### SET PROBLEM
Change "wristwatch" to "watch" in the listing from the line containing "Expected behaviour: mark a point on the wristwatch, one" up to and including the line containing "[[223, 46]]", and write out only those lines with everything else left as it is.

━━━ RAW RECORDS

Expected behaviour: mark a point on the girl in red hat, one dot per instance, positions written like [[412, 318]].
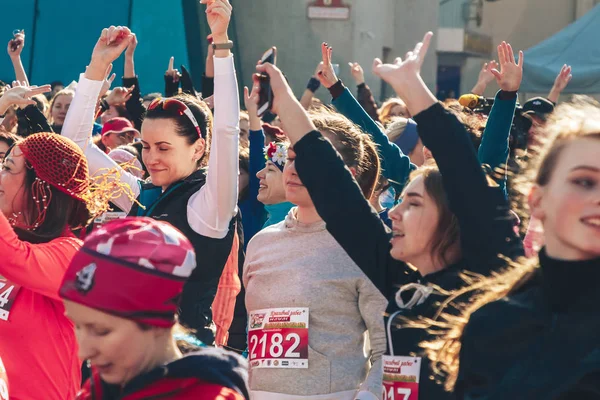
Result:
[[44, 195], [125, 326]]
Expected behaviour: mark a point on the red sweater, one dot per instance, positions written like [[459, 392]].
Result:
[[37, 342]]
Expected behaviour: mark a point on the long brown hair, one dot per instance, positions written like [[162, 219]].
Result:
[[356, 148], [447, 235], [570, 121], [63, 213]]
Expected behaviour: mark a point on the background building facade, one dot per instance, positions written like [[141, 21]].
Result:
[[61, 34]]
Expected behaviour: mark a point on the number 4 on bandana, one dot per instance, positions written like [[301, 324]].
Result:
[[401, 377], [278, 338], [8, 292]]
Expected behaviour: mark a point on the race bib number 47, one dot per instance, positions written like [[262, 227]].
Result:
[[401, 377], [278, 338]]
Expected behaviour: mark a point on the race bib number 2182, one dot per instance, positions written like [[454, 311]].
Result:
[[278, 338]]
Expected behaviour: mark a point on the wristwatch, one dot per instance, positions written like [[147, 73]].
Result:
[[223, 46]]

━━━━━━
━━━ RAW RECORDS

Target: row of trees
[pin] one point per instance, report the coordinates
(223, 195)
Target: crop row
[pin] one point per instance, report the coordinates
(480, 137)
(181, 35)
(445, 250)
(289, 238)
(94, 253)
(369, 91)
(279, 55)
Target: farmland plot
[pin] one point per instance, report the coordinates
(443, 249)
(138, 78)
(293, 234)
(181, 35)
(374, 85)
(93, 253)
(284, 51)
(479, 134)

━━━━━━
━━━ RAW RECORDS

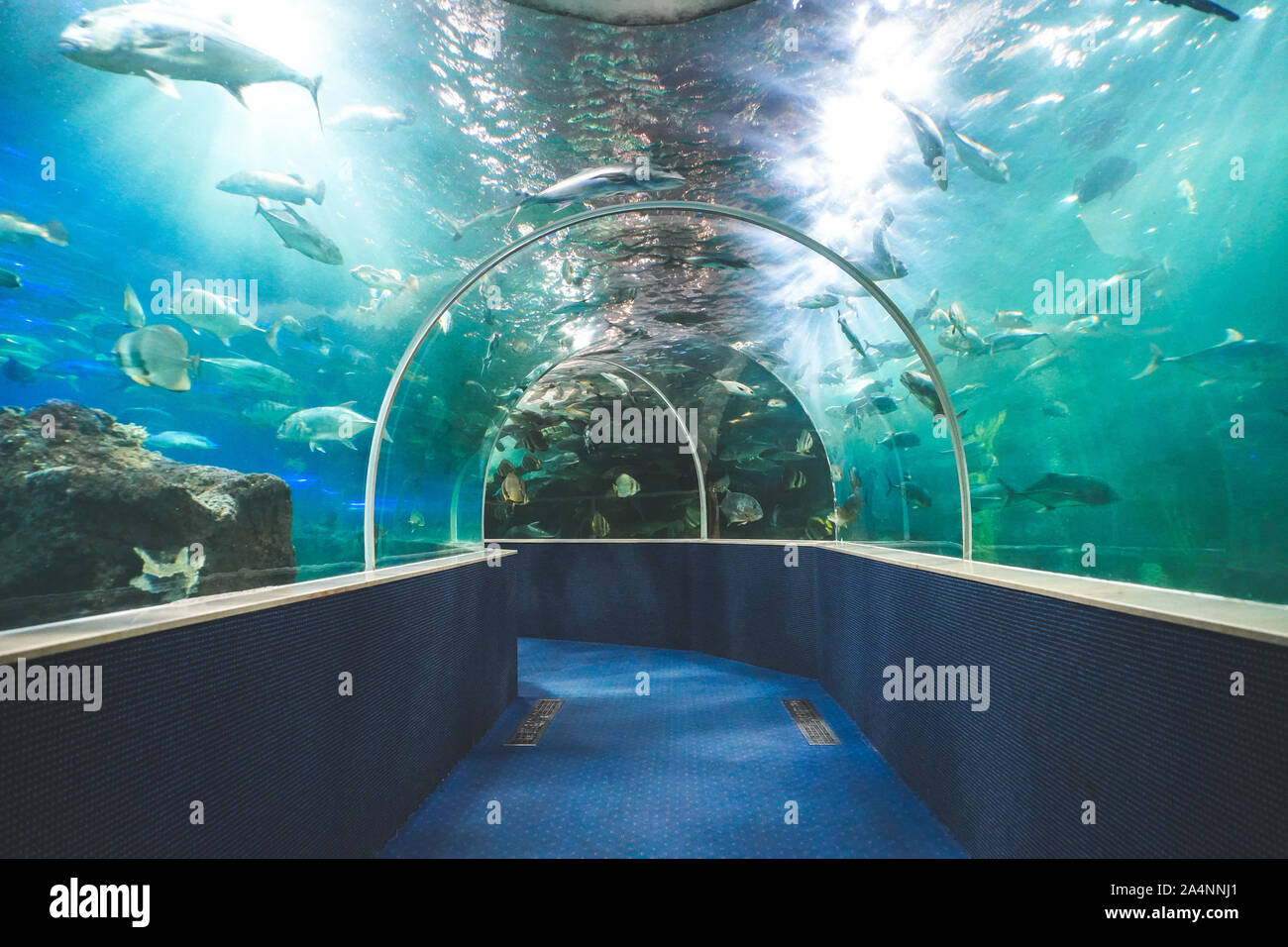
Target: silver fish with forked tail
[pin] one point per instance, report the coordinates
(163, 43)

━━━━━━

### WORKED SOLUTION
Expected behaviour: mark a point on the watch, one dot per instance, positions written like [[147, 73]].
Result:
[[223, 46]]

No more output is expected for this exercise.